Please return every line in the entries below with the word "phrase" in it.
>>>
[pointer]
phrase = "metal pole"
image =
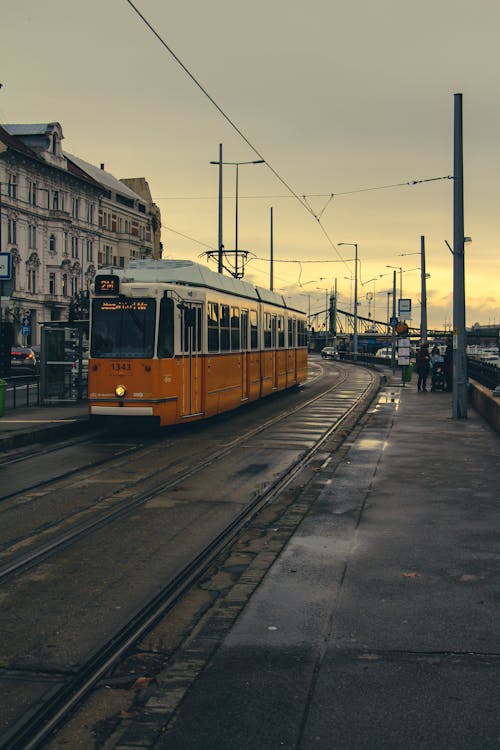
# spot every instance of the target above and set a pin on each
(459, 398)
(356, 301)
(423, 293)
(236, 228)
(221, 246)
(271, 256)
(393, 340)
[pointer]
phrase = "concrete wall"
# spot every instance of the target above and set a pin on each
<<<
>>>
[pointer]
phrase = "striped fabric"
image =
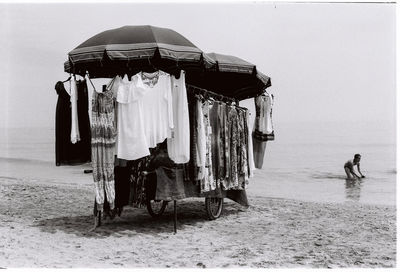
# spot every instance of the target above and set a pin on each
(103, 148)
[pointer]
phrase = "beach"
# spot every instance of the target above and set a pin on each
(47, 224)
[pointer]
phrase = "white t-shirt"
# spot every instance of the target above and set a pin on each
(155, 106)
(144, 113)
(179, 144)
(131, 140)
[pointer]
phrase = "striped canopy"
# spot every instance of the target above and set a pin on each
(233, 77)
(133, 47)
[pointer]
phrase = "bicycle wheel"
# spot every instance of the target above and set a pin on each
<<<
>>>
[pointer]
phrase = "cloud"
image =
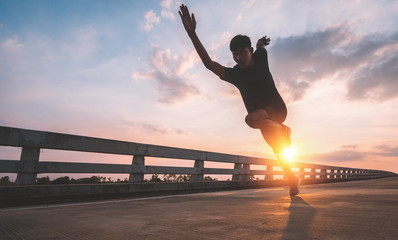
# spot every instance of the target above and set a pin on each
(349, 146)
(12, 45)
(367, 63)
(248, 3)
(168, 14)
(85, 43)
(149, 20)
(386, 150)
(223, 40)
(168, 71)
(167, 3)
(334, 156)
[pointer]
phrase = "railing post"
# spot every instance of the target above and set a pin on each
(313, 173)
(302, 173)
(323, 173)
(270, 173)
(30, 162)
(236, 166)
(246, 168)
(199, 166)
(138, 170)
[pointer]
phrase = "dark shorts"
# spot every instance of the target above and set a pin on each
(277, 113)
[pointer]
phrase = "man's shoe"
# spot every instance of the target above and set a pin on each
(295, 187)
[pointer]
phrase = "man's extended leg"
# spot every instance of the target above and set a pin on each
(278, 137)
<<<
■ WRITTEN RESPONSE:
phrase = "metal pole"
phrase = "concrete wall"
phrase = "striped fabric"
phrase = "beach"
phrase = "white t-shirt"
phrase = "striped canopy"
phrase = "bicycle wheel"
phrase = "cloud"
phrase = "railing post"
phrase = "dark shorts"
phrase = "man's shoe"
phrase = "man's extended leg"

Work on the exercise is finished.